> **Given exercise**:
Reproduce every line of the material below word for word, without changing anything.

——————————

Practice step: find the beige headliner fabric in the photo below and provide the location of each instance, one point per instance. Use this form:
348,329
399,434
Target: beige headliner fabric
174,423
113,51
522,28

——————————

> **Task output**:
Practice step: find the beige headliner fabric in the photo below and provide the location of each instance, one point per instance. Use this form:
348,329
399,434
Target: beige headliner fabric
174,423
113,51
522,28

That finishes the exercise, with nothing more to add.